━━━ TASK INPUTS

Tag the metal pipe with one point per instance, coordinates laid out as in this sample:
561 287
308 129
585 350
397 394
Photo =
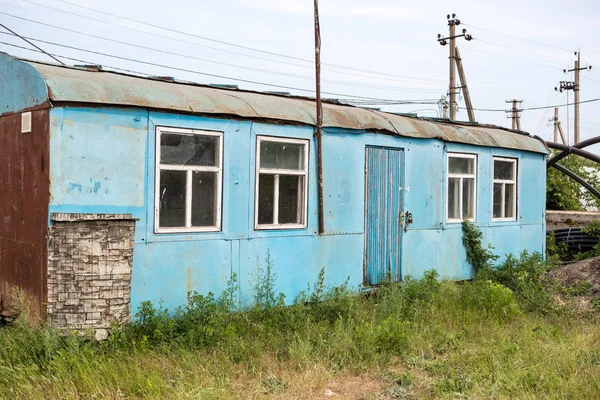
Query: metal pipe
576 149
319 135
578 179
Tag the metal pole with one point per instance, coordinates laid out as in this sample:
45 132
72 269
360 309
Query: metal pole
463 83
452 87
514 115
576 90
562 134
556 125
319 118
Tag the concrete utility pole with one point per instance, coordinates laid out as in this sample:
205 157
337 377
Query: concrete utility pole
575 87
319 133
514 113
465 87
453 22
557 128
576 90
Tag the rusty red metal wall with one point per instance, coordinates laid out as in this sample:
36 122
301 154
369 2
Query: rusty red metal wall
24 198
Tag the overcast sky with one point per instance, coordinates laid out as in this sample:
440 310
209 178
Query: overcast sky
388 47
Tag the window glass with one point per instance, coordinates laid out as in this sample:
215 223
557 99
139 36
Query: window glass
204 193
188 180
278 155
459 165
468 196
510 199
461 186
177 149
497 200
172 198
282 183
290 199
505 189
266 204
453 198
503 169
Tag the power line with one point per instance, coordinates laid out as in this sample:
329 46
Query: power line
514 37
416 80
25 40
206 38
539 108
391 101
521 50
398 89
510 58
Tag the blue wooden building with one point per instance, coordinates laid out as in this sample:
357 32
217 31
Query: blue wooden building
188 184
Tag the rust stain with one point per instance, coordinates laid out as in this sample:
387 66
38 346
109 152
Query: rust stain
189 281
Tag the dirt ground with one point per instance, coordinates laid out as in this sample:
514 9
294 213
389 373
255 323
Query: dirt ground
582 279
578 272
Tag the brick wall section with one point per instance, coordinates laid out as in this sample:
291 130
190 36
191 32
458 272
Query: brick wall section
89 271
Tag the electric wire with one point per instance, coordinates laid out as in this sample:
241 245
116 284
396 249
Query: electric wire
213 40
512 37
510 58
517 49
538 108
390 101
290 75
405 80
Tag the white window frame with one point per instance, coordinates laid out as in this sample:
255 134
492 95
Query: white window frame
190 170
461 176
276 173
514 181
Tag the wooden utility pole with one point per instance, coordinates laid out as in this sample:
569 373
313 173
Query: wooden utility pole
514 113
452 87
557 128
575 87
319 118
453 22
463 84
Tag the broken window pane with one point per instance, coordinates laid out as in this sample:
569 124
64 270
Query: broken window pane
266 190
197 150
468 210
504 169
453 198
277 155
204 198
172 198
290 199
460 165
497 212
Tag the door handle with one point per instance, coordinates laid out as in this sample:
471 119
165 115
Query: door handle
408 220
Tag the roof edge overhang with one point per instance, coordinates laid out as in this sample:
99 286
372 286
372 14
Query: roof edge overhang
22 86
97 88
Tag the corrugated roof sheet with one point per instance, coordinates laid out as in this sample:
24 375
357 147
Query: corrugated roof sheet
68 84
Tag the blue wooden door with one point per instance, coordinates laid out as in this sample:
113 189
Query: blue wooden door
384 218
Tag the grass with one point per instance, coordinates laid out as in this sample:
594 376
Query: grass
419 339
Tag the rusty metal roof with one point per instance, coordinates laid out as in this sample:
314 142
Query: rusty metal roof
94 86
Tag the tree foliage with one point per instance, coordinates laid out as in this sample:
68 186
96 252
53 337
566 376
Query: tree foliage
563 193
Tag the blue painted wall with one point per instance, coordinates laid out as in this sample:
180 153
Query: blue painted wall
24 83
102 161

━━━━━━

Using the data above, print every line exactly, omitting pictures.

Tag the metal pipe with one point per instance, coordinates laid out as in this sample:
561 287
308 129
585 350
397 394
Photo =
Query: metal pipe
576 149
319 135
578 179
Tag the metal pole with one point per instance, coordinates laid out as in this sample:
45 132
72 269
360 309
Query: metal pole
463 83
452 87
514 115
576 90
562 134
556 125
319 118
Tag the concrete utility pole with one point per instance, coordinates laid out as in this sample:
205 157
337 377
Query: concrete utility pole
575 87
319 133
514 113
465 87
453 22
557 128
576 90
Tag the rusty red metal wall with one point per instance, coordinates laid out as in this sample:
36 122
301 154
369 2
Query: rusty red metal wall
24 198
Tag the overcast sky with one point per instance, coordinates laid out as in this sample:
440 310
209 178
Query: overcast sky
388 47
Tag the window glass with one point per instance, coordinates laid out as in this sample:
215 223
557 99
139 36
Query: window glass
204 193
188 180
278 155
459 165
468 196
510 199
461 186
177 149
497 200
172 198
282 183
290 199
505 189
266 204
453 198
503 169
Tag the power line with one point per instance, coordinates laid out as in this sample:
329 46
Query: power line
514 37
416 80
25 40
206 38
539 108
391 101
521 50
398 89
510 58
Tag the blue wooden building with one point per instance, coordinates laid out as in this sample:
357 32
217 31
Query: blue wooden building
188 184
Tag the rust stain with one point per instance, coordinates laid out as in this sample:
387 66
38 346
109 152
Query: rust stain
189 281
Tag the dirt ground with one point per instance, coordinates laid out as in this sample:
514 9
294 213
389 373
255 323
Query: dirt ground
582 279
578 272
Tag the brick wall section with one point per instance, coordinates laid out as in this sample:
291 130
190 36
191 32
458 272
Query: brick wall section
89 271
Tag the electric wire with one point per instance, coordinates laid out as in this sample:
241 245
116 284
396 249
Query: electric wire
213 40
512 37
510 58
517 49
538 108
390 101
290 75
405 80
Tag the white window frame with one point per instance, coordinates laid out as in this sample:
255 134
492 95
Query: white window frame
190 170
461 176
276 173
514 181
Tag the wooden utility pole with one point per instance, coordinates laid out as in this sample:
569 373
313 173
Query: wooden utility pole
514 113
452 87
557 128
575 87
319 118
453 22
463 84
Tag the broken window pane with one point per instance, coordinates laid out as in this sample:
569 124
64 270
Query: broken window pane
266 190
197 150
468 210
504 169
453 198
277 155
204 198
172 198
290 199
460 165
497 212
Tag the door handle with one point per instance, coordinates laid out as in this sample:
471 119
165 115
Query: door handle
408 220
Tag the roof edge overhang with one point per instance, coordinates laid out as in this sample:
99 286
372 286
372 14
Query: roof edge overhang
22 86
97 88
Tag the corrugated roof sheet with one point per instance, coordinates laid out as in this sample:
24 375
357 147
Query: corrugated roof sheet
68 84
Tag the blue wooden door with one point per instance, coordinates laid out as in this sample:
113 189
Query: blue wooden door
384 218
Tag the grass with one point per instance, coordinates laid out as in this sample:
594 376
Query: grass
419 339
Tag the rusty metal roof with one point per instance, coordinates laid out as in this sample:
314 142
Query: rusty metal roof
94 86
Tag the tree foliage with one point per instance, coordinates laid out as in this sample:
68 186
96 252
53 337
566 376
Query: tree foliage
563 193
Tag the blue painted wall with one point per instance, coordinates laid out as in this sample:
180 153
Query: blue painted wall
24 83
102 161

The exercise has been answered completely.